Деборин: На страницах “Летописи марксизма”.
Варьяш: О Лосеве – ничего» 48 .
И действительно, в подготовленной А.М. Дебориным резолюции конференции пункт о борьбе с зарубежными идеалистами был расшифрован по персоналиям, а в пункте о борьбе с идеалистами «у нас» никто по фамилии назван не был 49 . А.И. Варьяш не стал ждать, когда деборинцы примутся за А.Ф. Лосева. 19 марта 1930 г. на заседании Секции естествознания Комакадемии он сделал доклад «О философии Лосева». В этой секции позиции механистов были сильны. Они выступали в прениях, поддерживали А.И. Варьяша 50 .
Случилось так, что спустя месяц после этого А.М. Деборин и его сторонники не только утратили господствующие позиции в советской философии, но и превратились в объект постоянной ожесточённой систематической травли на собраниях и в партийной печати. 20-24 апреля 1930 г. на совместном заседании партийных фракций Института философии Комакадемии и Московской организации Всесоюзного общества воинствующих материалистов-диалектиков М.Б. Митин и его компания опираясь на поддержку ЦК ВКП(б) выдвинули против деборинцев идеологические обвинения. События развивались стремительно. Но понимания полного краха в эти месяцы у деборинцев ещё не наступило. Утопающий хватается за соломинку. Чтобы отвести от себя обвинения в идеализме, деборинцы провели 21 мая 1930 г. заседание Института философии, где Х.И. Гарбер выступил с докладом «Критика современной поповщины (Лосев)» 51 . Забегая вперёд, скажем, что осуждение А.Ф. Лосева деборинцам не помогло. Всё было уже предрешено.

+++++

# Что нужно сделать
(1) Ответьте на вопросы по отрывку о деборинцах:
(a) Когда и на заседании какой секции А.И. Варьяш сделал доклад «О философии Лосева»?
(b) Кто выступил с докладом на заседании Института философии 21 мая 1930 г. и как назывался этот доклад?
(c) На чью поддержку опирались М.Б. Митин и его компания, выдвигая обвинения против деборинцев?
(2) Определите, соответствует ли каждое утверждение отрывку о деборинцах, и подтвердите ответ точной цитатой из него.
(a) В резолюции, подготовленной А.М. Дебориным, идеалисты «у нас» были названы по фамилиям.
(b) В Секции естествознания Комакадемии позиции механистов были сильны.
(c) Осуждение А.Ф. Лосева помогло деборинцам.
(3) Перечислите всех людей, которые названы по фамилии в отрывке о деборинцах.
Дальше идёт отдельный материал, никак не связанный с отрывком.

# Предоставленный материал
+++++

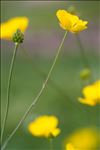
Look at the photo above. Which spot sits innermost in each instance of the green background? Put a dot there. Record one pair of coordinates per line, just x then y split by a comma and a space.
64, 87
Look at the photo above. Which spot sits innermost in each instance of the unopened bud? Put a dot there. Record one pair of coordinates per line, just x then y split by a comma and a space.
18, 37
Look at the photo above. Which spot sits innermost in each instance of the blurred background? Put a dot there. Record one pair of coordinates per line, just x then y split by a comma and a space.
60, 98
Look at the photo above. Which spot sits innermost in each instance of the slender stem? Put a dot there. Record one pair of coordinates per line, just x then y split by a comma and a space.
51, 143
8, 90
38, 95
86, 65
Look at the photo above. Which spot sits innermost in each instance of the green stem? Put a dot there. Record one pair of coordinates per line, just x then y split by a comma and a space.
38, 95
51, 143
86, 65
8, 90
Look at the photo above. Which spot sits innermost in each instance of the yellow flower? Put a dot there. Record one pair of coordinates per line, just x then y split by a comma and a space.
83, 139
44, 126
9, 28
91, 94
69, 146
70, 22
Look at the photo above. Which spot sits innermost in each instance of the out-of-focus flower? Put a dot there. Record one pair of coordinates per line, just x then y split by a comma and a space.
82, 139
18, 37
70, 22
69, 146
9, 27
91, 94
44, 126
85, 74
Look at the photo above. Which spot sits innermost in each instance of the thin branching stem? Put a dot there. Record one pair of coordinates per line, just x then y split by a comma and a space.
38, 95
8, 90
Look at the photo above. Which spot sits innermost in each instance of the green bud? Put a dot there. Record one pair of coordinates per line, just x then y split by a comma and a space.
85, 74
18, 37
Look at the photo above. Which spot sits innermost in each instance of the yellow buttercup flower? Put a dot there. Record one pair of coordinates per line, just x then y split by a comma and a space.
9, 27
69, 146
70, 22
91, 94
44, 126
83, 139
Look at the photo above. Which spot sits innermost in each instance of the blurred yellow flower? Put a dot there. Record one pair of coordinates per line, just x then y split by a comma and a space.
9, 28
83, 139
70, 22
69, 146
91, 94
44, 126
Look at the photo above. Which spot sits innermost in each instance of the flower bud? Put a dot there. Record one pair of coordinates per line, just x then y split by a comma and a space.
85, 74
18, 37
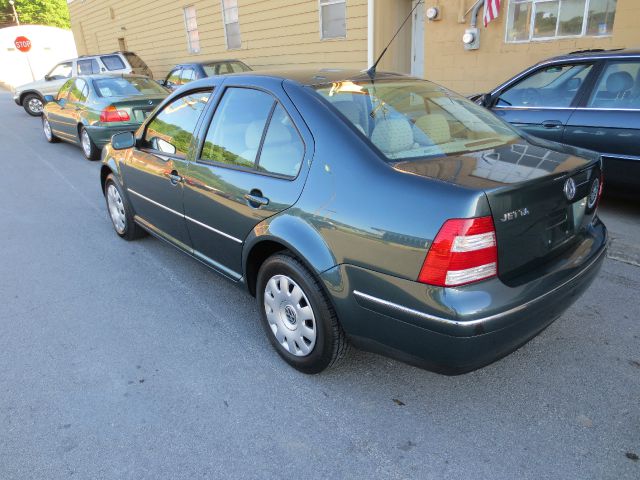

+++++

# Решения заданий
(1)
(a) 19 марта 1930 г., на заседании Секции естествознания Комакадемии.
(b) Х.И. Гарбер, доклад «Критика современной поповщины (Лосев)».
(c) На поддержку ЦК ВКП(б).

(2)
(a) Нет: «в пункте о борьбе с идеалистами «у нас» никто по фамилии назван не был».
(b) Да: «В этой секции позиции механистов были сильны».
(c) Нет: «осуждение А.Ф. Лосева деборинцам не помогло».

(3) Деборин, Варьяш, Лосев, Митин, Гарбер.